◆ Lesetext:
• • • • •
Organisation: Zu den Kriterien guter (Freiwilligen-) Arbeit

Menschen zu einem freiwilligen Engagement zu verhelfen, ist eine Herausforderung, sie dann an die Organisation zu binden, ihr Engagement zu verstetigen und weiterzuentwickeln eine andere. Personal- und Organisationsentwicklung sind hier die Stichworte, zu denen auch die Arbeitspsychologie etwas beizutragen hat. Oberflächlich betrachtet geht es dabei vor allem um die Gestaltung von Aufgaben, die die allgemeine Zufriedenheit der Freiwilligen und ihre Freude am Engagement steiget. Mit von der Partie sind aber auch Indikatoren guter Freiwilligenarbeit wie die Identifikation mit der Organisation und organisationsbezogenes Engagement (z.B. Gremienarbeit), die ich bisher nicht mit den Motivatoren, Moderatoren und Hygienefaktoren aus dem Job Diagnostic Model (JDM) von Hackman und Oldham zusammengebracht habe.
• • • • •
◆ Datenzeilen:
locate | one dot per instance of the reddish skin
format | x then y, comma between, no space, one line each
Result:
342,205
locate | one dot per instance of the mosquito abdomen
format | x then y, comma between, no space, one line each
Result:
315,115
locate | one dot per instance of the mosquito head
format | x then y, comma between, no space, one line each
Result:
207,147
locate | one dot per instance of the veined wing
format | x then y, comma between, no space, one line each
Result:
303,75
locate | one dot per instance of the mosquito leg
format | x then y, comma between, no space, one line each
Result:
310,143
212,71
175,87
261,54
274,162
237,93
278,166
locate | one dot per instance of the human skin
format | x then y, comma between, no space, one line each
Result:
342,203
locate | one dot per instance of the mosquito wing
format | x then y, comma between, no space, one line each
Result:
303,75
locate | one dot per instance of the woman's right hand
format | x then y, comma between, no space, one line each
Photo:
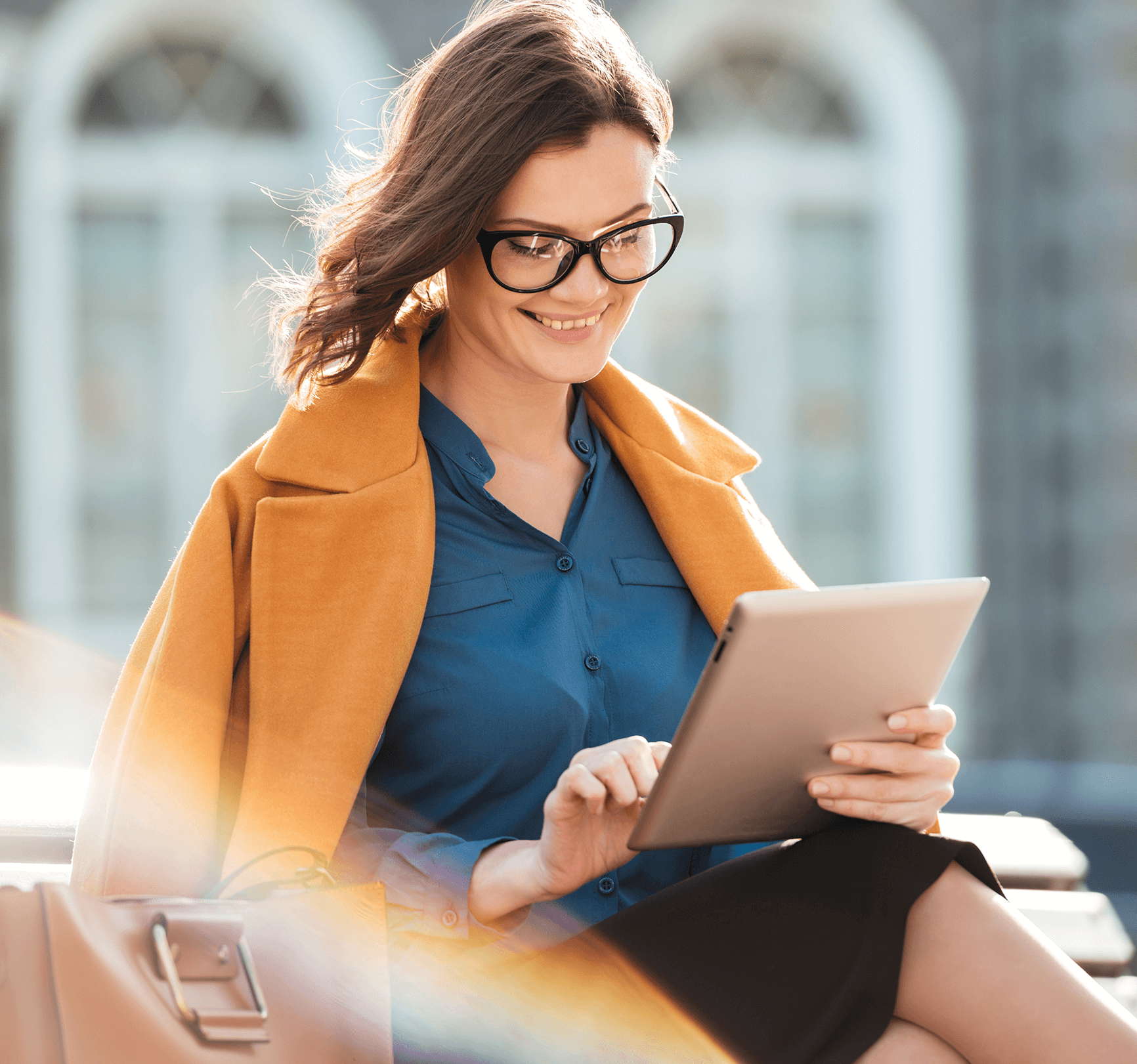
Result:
590,817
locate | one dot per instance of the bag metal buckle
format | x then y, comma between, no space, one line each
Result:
233,1025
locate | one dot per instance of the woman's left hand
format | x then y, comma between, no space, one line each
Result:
912,780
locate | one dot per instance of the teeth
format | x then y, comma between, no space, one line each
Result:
561,326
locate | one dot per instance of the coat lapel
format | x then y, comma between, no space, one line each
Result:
687,470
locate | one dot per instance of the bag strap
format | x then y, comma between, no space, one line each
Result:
315,876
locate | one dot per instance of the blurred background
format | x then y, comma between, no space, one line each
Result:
909,278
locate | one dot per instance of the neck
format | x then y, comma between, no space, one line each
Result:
511,413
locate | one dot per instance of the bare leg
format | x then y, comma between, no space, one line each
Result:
907,1044
984,979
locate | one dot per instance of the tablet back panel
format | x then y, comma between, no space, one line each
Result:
793,673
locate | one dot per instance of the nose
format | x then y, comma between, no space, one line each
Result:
584,284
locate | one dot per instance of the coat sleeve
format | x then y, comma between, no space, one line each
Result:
155,801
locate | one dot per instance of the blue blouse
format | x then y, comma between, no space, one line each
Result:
531,649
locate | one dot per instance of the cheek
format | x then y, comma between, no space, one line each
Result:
473,296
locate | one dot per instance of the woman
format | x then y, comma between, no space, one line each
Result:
458,574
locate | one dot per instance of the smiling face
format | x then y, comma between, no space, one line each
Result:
563,335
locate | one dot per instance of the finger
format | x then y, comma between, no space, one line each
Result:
581,784
612,770
640,761
884,788
916,815
637,754
930,725
895,757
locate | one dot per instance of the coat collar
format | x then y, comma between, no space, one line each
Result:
356,433
366,430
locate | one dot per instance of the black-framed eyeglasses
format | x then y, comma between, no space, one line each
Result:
525,261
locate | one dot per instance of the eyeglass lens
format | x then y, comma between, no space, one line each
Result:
537,259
• • • • •
◆ Aufgabe: Schreiben Sie aus dem Lesetext über Freiwilligenarbeit alles von „Menschen zu einem“ bis hinunter zu „Oldham zusammengebracht habe.“ wortgetreu ab.

◆ Lösung:
Menschen zu einem freiwilligen Engagement zu verhelfen, ist eine Herausforderung, sie dann an die Organisation zu binden, ihr Engagement zu verstetigen und weiterzuentwickeln eine andere. Personal- und Organisationsentwicklung sind hier die Stichworte, zu denen auch die Arbeitspsychologie etwas beizutragen hat. Oberflächlich betrachtet geht es dabei vor allem um die Gestaltung von Aufgaben, die die allgemeine Zufriedenheit der Freiwilligen und ihre Freude am Engagement steiget. Mit von der Partie sind aber auch Indikatoren guter Freiwilligenarbeit wie die Identifikation mit der Organisation und organisationsbezogenes Engagement (z.B. Gremienarbeit), die ich bisher nicht mit den Motivatoren, Moderatoren und Hygienefaktoren aus dem Job Diagnostic Model (JDM) von Hackman und Oldham zusammengebracht habe.